**WHAT THE TASK REQUIRES**
Scan the records for "image" and copy each line that contains it.
___ DATASET RECORDS
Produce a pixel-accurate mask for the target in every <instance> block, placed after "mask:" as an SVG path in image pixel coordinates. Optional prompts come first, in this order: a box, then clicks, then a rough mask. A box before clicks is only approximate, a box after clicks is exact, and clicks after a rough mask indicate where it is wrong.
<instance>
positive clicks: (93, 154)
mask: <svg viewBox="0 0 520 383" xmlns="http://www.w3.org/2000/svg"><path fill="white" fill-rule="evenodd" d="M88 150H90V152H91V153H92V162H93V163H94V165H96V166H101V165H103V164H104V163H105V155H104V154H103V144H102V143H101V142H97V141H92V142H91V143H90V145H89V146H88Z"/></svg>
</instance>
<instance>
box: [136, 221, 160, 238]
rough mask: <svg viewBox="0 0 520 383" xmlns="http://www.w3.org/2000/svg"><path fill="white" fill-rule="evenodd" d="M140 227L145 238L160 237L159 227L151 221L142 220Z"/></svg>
______
___ DATASET RECORDS
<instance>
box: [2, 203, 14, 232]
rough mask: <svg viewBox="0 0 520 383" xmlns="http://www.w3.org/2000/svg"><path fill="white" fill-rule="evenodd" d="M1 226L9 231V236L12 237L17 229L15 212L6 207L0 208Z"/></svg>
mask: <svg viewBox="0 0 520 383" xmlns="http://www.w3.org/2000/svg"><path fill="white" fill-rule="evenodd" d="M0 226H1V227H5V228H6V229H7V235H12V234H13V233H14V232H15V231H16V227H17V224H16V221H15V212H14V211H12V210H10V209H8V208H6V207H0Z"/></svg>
______
___ DATASET RECORDS
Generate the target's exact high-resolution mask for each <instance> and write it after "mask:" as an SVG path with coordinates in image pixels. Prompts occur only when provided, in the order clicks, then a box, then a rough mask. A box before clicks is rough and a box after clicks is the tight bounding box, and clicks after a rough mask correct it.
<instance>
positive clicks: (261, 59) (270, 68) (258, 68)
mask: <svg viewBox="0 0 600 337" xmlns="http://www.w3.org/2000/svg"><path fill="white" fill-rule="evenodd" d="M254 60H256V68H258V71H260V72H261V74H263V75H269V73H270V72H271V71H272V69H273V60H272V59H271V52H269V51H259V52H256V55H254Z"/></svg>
______
**COMPLETED TASK**
Produce a pixel-accurate mask for the target in every <instance> block, placed after "mask:" as an SVG path in image pixel coordinates. Optional prompts come first, in this order: a box, then clicks, then a rough mask. A box before clicks is only approximate, a box after clicks is exact, and clicks after a rough mask indicate where it is wrong.
Generate the target's exact high-resolution mask for each <instance> and write it after "mask:" as an SVG path with coordinates in image pixels. Prompts occur only when provided, in the order clicks, then a box, then a rough mask. A box before clicks is rough and a box after clicks is the tight bounding box, and clicks after a rough mask correct it.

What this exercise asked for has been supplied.